**Record excerpts:**
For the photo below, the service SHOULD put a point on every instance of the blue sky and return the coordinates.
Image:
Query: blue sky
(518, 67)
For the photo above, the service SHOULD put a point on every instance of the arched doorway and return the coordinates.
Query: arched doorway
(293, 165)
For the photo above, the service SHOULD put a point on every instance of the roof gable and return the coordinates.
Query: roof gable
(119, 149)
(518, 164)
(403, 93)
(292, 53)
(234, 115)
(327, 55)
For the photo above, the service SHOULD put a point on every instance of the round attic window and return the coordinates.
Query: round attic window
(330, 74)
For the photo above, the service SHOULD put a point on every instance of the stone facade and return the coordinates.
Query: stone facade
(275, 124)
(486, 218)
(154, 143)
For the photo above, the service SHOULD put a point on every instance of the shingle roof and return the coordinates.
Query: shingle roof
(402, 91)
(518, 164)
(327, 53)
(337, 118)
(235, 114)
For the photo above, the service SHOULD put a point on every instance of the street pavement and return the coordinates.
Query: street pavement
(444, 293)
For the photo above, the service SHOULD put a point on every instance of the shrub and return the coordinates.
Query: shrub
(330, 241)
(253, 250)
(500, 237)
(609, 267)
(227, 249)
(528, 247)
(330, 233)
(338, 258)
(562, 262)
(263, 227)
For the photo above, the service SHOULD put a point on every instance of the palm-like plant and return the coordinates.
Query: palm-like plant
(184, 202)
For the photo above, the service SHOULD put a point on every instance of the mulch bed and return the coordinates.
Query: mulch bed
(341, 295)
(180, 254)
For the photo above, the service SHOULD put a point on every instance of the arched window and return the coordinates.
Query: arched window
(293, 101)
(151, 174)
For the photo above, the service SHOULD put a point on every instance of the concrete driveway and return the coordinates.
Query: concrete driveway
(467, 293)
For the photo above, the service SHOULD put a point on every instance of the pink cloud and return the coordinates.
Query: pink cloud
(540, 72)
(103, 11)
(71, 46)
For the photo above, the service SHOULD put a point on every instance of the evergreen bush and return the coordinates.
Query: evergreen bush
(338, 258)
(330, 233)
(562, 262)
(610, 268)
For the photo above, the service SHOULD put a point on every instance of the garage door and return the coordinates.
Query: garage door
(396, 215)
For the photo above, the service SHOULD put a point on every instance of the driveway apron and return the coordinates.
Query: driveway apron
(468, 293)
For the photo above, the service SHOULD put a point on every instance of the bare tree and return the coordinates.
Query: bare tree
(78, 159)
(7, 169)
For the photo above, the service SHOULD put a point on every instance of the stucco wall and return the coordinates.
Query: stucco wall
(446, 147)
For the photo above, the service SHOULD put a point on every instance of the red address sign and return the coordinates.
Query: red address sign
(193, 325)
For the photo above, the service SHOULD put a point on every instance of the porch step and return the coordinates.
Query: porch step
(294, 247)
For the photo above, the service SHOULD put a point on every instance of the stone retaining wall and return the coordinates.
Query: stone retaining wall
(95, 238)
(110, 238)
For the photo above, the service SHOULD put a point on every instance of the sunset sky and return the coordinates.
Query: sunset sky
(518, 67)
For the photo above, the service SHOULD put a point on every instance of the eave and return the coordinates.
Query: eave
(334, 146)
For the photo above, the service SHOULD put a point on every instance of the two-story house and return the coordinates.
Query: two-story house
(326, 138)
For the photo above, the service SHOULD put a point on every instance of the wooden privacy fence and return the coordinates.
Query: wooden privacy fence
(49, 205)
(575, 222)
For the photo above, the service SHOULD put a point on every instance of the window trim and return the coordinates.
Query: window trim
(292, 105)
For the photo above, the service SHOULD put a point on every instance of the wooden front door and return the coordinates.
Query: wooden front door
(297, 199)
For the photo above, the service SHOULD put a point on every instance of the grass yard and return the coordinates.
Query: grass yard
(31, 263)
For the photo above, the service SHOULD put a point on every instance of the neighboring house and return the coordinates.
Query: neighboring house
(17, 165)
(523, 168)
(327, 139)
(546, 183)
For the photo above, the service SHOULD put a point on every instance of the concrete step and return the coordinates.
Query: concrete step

**Brief:** Your answer must be an exact transcription of all the data above.

**Result below:**
For the photo below, the service SHOULD put a point on every instance of the blue sky and return the coordinates.
Image:
Query: blue sky
(518, 67)
For the photo above, the service SHOULD put a point on every instance of the arched doorway and return the coordinates.
Query: arched doorway
(293, 165)
For the photo above, the service SHOULD put a point on every instance of the roof gable and return the coordinates.
Query: roof gable
(119, 149)
(518, 164)
(403, 93)
(292, 53)
(234, 115)
(327, 55)
For the photo above, the service SHOULD put a point on every instance of the round attic window and return the coordinates.
Query: round attic window
(330, 74)
For the photo above, the service SHOULD put a point on every instance of the stone facade and return the coordinates.
Query: stone facade
(275, 124)
(486, 218)
(154, 143)
For the photo above, the service SHOULD put a point on every instance of the shingle roof and return the coordinates.
Query: shingle roof
(402, 91)
(518, 164)
(327, 53)
(337, 118)
(235, 114)
For the photo above, the service SHOULD put a point on every instance of the street pavement and return the coordinates.
Query: street pavement
(444, 293)
For the photo above, the service SHOULD put a point on every instance of the shrub and return the coordinates.
Query: shrub
(330, 241)
(253, 250)
(500, 237)
(609, 267)
(227, 249)
(528, 247)
(330, 233)
(338, 258)
(562, 262)
(263, 227)
For the photo above, the service SHOULD put a point on every instance of the palm-like plant and return the coordinates.
Query: palm-like plant
(184, 202)
For the photo above, the service SHOULD put a point on every instance of the mulch bed and return the coordinates.
Query: mulch bed
(341, 295)
(180, 254)
For the photo above, the service SHOULD put a point on every instance of the arched window and return the coordinates.
Query: arched window
(293, 101)
(151, 174)
For the photo above, the service SHOULD put a point on every instance of the concrete driveway and return the coordinates.
Query: concrete driveway
(467, 293)
For the photo above, the service SHOULD put a point on every instance of the pink cloud and return the coordinates.
Query: pink cloud
(540, 72)
(103, 11)
(71, 46)
For the photo above, the service SHOULD put a point on every instance of the evergreen bush and return the coordinates.
Query: evergreen bush
(338, 258)
(330, 233)
(562, 262)
(610, 268)
For the photo above, the service SHOULD put a point on every instance of the garage door and return the coordinates.
Query: garage door
(396, 215)
For the photo above, the service SHOULD put a point on every instance of the driveway apron and return the coordinates.
Query: driveway apron
(468, 293)
For the photo above, the service SHOULD put a point on every instance of the bare tree and return the coordinates.
Query: bare tree
(78, 159)
(7, 169)
For the photo above, the service SHOULD put a point on every instance of the stucco wall and return the coordinates.
Query: stucco wall
(446, 147)
For the photo above, the service SHOULD put a point on every instance of the red address sign and return the coordinates.
Query: red address sign
(193, 325)
For the photo above, the service SHOULD put a point on every instance of the porch step and return the coordinates.
Query: porch step
(294, 247)
For the photo above, the service SHOULD put a point on every instance of the stone retaining wall and return the coordinates.
Query: stone retaining wall
(95, 238)
(110, 238)
For the photo above, the service SHOULD put a point on every instance of the sunset sky and return the coordinates.
Query: sunset sky
(518, 67)
For the photo above, the service SHOULD put a point on every instance of the eave and return the coordinates.
Query: eave
(334, 146)
For the photo above, the service SHOULD put a point on every instance of the two-story house and return the coordinates.
Query: two-story house
(326, 138)
For the photo above, the service SHOULD put a point on every instance of the wooden privacy fence and return the coordinates.
Query: wooden privacy fence
(49, 205)
(575, 222)
For the photo above, the service SHOULD put a point on every instance of the window trim and return the coordinates.
Query: window trim
(292, 105)
For the photo above, the service SHOULD put a point on every instance of the wooden front door and return the coordinates.
Query: wooden front door
(297, 199)
For the photo above, the service SHOULD put a point on every instance of the grass yard and return the coordinates.
Query: grass yard
(31, 263)
For the photo above, the service SHOULD put a point on every instance of the neighboring house and return the coordinates.
Query: neighboring house
(17, 165)
(523, 168)
(327, 139)
(546, 183)
For the photo above, the service SHOULD put a point on every instance of the concrete step and return the coordinates.
Query: concrete step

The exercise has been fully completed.